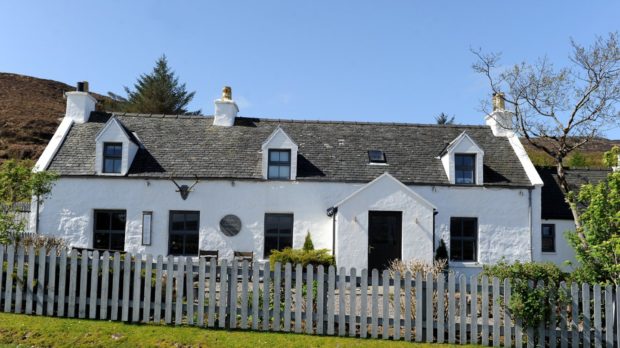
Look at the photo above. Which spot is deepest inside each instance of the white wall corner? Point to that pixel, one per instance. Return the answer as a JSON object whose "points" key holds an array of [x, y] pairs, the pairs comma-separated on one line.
{"points": [[279, 140], [79, 106], [114, 132]]}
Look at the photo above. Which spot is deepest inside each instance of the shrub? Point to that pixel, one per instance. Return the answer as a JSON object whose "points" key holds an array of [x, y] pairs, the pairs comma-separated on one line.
{"points": [[308, 245], [531, 304], [303, 257]]}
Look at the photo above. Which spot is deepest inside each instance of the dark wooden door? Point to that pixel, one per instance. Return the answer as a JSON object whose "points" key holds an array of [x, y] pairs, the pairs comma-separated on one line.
{"points": [[384, 238]]}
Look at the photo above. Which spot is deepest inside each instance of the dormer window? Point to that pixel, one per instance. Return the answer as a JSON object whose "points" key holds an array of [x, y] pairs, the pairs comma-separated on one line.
{"points": [[464, 169], [112, 157], [279, 164], [376, 156]]}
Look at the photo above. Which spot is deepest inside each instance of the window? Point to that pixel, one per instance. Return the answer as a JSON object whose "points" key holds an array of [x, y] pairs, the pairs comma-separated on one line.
{"points": [[463, 239], [183, 239], [465, 169], [110, 229], [278, 232], [112, 157], [279, 164], [376, 156], [548, 238]]}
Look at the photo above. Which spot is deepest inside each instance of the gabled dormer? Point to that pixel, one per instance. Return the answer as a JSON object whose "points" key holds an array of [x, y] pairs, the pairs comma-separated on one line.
{"points": [[279, 160], [463, 161], [115, 149]]}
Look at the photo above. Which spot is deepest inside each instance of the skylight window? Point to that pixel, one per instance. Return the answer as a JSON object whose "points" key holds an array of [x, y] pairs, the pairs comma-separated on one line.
{"points": [[376, 156]]}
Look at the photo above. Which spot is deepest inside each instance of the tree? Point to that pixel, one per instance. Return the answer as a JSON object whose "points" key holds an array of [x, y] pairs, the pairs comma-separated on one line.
{"points": [[443, 118], [18, 183], [158, 92], [559, 110]]}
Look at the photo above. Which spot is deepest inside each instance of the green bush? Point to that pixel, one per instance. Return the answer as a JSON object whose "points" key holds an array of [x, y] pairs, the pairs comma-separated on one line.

•••••

SHORT PROBLEM: Rescale the rows from the line containing "of the skylight" through the end of the rows, both ends included. Reproduce every line in that span, the requests unchanged, but multiply each x and y coordinate in the answers by 2.15 and round to a whole number, with halves rounding up.

WORKED SOLUTION:
Look at the photo above. Which spot is deepest inside each instance of the skylight window? Point to that pixel, one per instance. Return the answer as a JSON object whose "points" key holds an array of [x, y] pairs, the pairs comma-separated on one line.
{"points": [[808, 335]]}
Look at the photo above. Which spot is deepest inside each instance of the tree? Point to that pixel, one per instance. Return the answer as a JSON object whose "points" key holds an array of [x, y] pairs, the pairs comma-separated on one line.
{"points": [[952, 254], [39, 393], [340, 198], [1202, 237]]}
Look at the photo above. Which spot is deepest inside each instance of the green bush? Point to that pixel, one per instance. Return the answer as a JSON object whose "points" key holds an array of [x, y] pairs, the pairs comma-separated on one line.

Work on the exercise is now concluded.